** Start Document passage **

Director:    Ric Roman Waugh

Cast:  Gerard Butler, Morena Baccarin, David Denman, Hope Davis, Scott Glenn, Holt McCallany, Roger Dale Floyd, Andrew Bachelor, Merrin Dungey, Gary Weeks

Rating:    M

Running Time:    119

Australian Distributor:    Amazon Prime


Another movie has bypassed the cinema and gone straight to a digital release. This time it’s ‘Greenland‘, the latest collaboration between Gerard Butler and his ‘Angel Has Fallen’ director, Rick Roman Waugh. This disaster flick is now available on Amazon Prime.

Gerard Butler plays an average sort of guy, a father and a husband who’s just trying to keep his family safe – one who’s actually from Scotland, so no dodgy American accent. The same can be said of Morena Baccarin, rather than simply being a damsel in distress, she delivers one of the best performances of the movie as a mother who quite literally goes through hell for her family. And this is what Greenland is all about, the human story behind a major global disaster, which actually makes both the story and characters quite relatable. An early scene in which they have to ignore the pleas of their friends is heartbreaking.

What would a disaster movie be without some of those delightful clichés we’ve come to expect from this genre? Take the lead family, the Garritys; they are estranged.  There’s nothing quite like a global disaster to bring a family back together. It also means lots of chaos, mass hysteria, lots and lots of running, and of course some cool action set pieces. Rick Roman Waugh and writer Chris Sparling were able to mould these into what is essentially a road trip movie, one that doesn’t shy away from the despair and desperation of such an event.

The “get to safety” premise is handled on a considerably smaller scale, and the hurdles the main characters must overcome are much more realistic. This makes for a more engaging story, one in which the tension is almost palpable.

Greenland resembles several popular disaster movies, but by focusing on the one family it gives audiences an alternate view on a major disaster. Whereas we normally see events from the point of view of a senior figure or cross-section of the population, Greenland looks at what it would be like for the general population. This includes the availability of information, and how governments may choose to handle an extinction level event.

It is an intense race against time, as John, Allison and Nathan are forced to deal with the best and worst of us – often at the same time. The movie even finds time to comment on the increasing negativity and discrimination levelled at immigrants, although not quite in the way you’d expect. Much like other movies in this genre, Greenland begs the question; what would you do if you knew the world was going to end?

Thanks to its grounded approach and relatable characters, Greenland is definitely one of the better disaster movies of recent years. It may be a tad cliché at times, but when you consider recent global events, the story of the Garrity’s travels across America certainly falls within the realms of terrifying believability.

** End Document passage **
** Start Data listing **

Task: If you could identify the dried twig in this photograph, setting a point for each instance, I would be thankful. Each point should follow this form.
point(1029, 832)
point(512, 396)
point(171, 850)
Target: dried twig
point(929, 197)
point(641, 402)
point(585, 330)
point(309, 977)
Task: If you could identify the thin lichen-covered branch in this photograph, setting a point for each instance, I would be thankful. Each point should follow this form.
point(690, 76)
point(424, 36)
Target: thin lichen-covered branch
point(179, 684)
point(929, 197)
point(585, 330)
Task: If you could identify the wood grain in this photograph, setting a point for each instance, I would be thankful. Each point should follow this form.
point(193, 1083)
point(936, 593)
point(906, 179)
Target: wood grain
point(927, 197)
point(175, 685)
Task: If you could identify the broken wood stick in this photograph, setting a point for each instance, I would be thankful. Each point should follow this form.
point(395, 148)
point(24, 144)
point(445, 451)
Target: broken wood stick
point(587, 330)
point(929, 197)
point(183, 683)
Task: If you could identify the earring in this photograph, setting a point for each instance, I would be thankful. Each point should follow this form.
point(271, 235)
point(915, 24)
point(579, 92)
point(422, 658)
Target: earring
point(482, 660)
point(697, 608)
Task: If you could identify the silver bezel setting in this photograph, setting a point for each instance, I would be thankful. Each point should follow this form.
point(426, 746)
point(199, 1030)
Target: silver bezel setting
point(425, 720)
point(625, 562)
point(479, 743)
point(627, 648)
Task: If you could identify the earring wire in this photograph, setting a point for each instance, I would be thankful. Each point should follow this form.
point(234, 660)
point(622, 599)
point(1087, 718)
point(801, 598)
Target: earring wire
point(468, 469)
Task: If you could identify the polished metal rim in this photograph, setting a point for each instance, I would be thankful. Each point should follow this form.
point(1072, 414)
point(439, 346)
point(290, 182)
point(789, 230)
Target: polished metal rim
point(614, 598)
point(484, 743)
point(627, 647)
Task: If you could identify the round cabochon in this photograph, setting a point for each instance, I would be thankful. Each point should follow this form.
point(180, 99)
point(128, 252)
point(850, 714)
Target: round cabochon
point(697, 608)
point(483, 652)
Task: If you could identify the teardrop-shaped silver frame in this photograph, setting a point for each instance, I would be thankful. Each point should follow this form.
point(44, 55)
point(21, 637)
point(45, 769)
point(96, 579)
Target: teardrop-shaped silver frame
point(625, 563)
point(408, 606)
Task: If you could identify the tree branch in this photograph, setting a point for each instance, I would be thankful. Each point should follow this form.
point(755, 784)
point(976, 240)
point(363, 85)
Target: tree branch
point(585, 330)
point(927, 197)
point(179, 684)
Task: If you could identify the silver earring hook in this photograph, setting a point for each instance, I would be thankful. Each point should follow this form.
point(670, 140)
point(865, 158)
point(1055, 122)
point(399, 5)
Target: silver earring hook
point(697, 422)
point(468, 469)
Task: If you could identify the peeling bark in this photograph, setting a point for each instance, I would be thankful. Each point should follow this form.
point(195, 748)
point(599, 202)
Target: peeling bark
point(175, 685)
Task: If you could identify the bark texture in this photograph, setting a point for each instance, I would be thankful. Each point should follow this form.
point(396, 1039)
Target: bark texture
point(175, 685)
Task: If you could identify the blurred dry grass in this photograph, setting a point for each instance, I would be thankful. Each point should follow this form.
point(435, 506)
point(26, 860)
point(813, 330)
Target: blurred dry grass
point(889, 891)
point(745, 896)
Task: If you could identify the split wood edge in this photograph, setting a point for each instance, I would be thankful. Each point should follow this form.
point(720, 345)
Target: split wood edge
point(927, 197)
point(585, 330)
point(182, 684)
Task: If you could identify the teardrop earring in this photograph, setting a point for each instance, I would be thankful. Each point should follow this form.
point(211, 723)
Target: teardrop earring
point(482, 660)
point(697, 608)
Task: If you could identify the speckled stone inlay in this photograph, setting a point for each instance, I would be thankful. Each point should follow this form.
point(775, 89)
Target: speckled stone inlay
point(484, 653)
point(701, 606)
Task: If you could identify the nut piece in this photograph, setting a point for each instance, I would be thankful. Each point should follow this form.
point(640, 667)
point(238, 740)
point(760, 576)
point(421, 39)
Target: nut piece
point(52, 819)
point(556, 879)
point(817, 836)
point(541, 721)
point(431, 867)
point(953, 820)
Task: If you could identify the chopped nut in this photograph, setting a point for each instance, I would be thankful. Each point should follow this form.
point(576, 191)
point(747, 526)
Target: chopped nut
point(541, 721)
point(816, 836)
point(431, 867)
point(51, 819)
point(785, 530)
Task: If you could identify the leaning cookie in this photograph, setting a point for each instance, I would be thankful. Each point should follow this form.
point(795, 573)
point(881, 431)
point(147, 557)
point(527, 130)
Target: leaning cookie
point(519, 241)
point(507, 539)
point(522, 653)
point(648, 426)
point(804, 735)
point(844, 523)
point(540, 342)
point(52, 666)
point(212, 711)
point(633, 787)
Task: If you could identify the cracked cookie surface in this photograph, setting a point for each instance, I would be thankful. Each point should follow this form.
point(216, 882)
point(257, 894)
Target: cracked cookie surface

** End Data listing **

# What is asked
Reproduce the passage of the Greenland review between "What would a" and "is almost palpable.", inclusive. The listing has no role in what follows.

# Answer below
What would a disaster movie be without some of those delightful clichés we’ve come to expect from this genre? Take the lead family, the Garritys; they are estranged.  There’s nothing quite like a global disaster to bring a family back together. It also means lots of chaos, mass hysteria, lots and lots of running, and of course some cool action set pieces. Rick Roman Waugh and writer Chris Sparling were able to mould these into what is essentially a road trip movie, one that doesn’t shy away from the despair and desperation of such an event.

The “get to safety” premise is handled on a considerably smaller scale, and the hurdles the main characters must overcome are much more realistic. This makes for a more engaging story, one in which the tension is almost palpable.